== WHAT TO PRODUCE ==
In the entries below, find every line with "lectern" and copy it.

== INPUT MATERIAL ==
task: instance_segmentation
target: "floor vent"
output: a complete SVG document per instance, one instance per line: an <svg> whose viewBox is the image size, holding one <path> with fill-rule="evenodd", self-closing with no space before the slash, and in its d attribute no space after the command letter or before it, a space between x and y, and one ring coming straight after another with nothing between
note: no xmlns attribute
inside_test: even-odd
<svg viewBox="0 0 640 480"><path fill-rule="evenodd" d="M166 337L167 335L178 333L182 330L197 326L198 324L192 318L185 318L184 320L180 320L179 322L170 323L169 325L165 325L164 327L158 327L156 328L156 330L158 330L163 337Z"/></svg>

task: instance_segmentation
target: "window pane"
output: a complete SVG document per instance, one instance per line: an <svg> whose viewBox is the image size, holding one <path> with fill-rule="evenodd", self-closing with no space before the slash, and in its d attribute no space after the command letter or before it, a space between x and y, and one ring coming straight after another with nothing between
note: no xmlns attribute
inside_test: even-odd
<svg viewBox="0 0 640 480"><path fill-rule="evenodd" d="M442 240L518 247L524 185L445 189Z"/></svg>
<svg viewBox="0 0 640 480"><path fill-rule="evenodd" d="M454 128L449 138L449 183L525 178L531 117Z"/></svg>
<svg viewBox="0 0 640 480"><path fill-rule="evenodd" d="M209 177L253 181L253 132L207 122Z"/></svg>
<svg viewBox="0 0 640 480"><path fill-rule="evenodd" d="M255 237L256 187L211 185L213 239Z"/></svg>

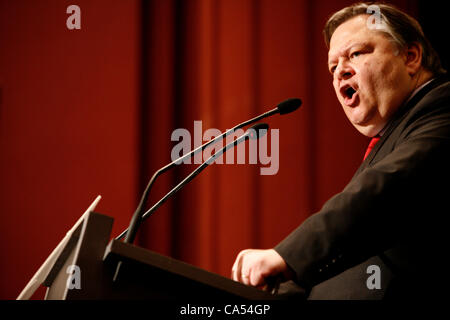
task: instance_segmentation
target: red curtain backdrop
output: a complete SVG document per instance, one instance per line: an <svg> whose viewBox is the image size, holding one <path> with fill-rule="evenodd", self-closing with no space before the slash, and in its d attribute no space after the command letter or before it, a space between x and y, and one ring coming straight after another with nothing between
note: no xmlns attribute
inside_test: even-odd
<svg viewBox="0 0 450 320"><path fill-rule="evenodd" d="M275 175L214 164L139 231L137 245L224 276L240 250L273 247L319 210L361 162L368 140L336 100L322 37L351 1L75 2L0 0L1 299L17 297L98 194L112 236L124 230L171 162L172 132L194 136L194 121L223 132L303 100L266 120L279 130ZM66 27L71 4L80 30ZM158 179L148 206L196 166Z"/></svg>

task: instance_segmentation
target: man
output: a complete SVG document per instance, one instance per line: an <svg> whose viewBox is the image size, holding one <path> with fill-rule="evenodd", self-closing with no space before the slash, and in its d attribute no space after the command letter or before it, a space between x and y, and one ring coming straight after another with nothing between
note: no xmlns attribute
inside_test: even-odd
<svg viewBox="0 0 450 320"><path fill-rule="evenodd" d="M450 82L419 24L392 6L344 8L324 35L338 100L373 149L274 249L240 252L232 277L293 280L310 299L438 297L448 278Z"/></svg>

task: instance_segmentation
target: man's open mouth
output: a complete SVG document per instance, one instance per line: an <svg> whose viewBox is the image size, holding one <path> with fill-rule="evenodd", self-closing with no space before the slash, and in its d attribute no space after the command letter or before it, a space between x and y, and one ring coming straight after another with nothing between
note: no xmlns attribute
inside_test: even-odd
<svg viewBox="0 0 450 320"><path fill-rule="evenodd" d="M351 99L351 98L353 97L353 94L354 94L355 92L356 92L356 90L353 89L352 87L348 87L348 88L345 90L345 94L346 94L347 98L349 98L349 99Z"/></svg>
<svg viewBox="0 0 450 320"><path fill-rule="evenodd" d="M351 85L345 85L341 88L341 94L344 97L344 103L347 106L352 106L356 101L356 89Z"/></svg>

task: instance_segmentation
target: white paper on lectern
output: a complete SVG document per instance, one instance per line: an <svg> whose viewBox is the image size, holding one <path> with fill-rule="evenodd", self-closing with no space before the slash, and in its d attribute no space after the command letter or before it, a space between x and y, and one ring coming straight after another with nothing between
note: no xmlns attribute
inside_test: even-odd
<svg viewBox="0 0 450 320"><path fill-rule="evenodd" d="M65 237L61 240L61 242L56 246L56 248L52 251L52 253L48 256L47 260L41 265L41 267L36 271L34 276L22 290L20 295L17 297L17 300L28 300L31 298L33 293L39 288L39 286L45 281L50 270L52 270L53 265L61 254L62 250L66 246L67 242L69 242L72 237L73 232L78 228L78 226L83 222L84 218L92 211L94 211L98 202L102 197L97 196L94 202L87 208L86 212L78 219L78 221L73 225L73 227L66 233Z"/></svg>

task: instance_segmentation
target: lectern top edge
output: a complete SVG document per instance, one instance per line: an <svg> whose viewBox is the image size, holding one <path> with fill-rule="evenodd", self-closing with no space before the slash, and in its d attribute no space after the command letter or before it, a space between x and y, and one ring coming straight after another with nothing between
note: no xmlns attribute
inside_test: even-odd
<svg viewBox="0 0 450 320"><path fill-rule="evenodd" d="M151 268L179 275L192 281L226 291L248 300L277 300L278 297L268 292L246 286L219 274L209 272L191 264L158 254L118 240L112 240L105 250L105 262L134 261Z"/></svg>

--

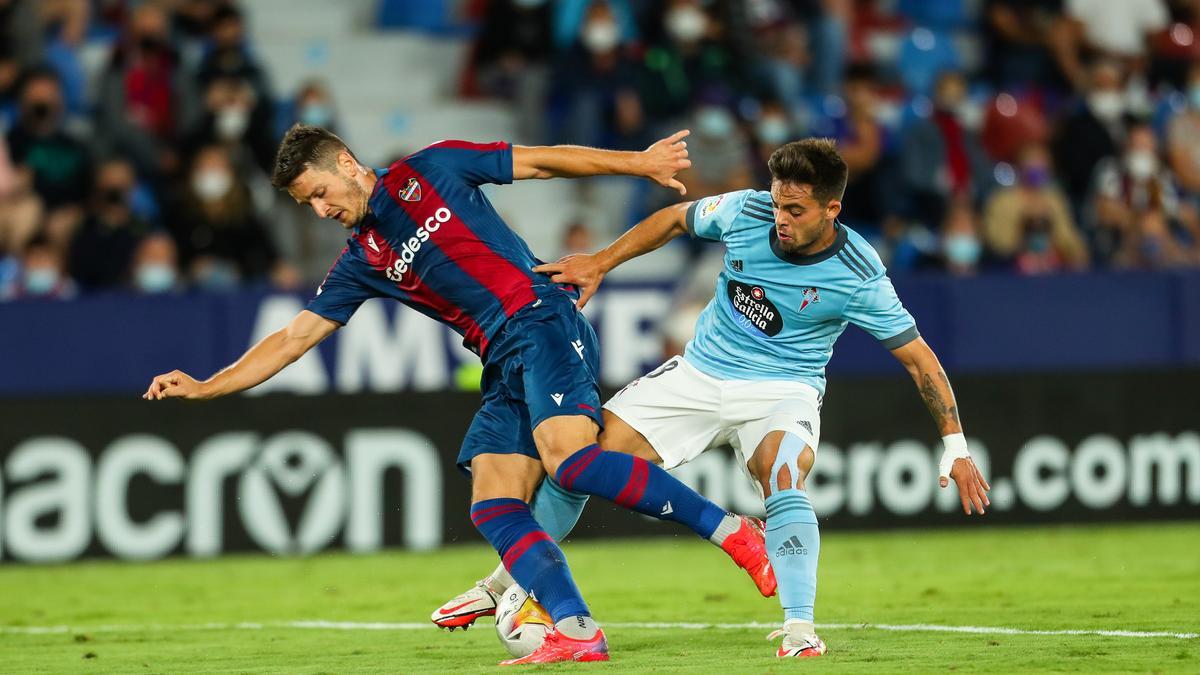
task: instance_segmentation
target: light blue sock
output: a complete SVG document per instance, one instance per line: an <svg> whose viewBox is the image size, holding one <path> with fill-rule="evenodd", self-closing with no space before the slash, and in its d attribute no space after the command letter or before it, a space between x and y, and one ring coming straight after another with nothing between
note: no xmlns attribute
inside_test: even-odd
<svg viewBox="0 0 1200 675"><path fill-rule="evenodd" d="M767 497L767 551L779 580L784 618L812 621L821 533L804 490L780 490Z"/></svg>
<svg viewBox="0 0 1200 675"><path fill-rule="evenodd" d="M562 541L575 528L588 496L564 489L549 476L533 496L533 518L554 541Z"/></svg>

== SOLUTION TO THIS EXERCISE ==
target: white paper on lectern
target: lectern top edge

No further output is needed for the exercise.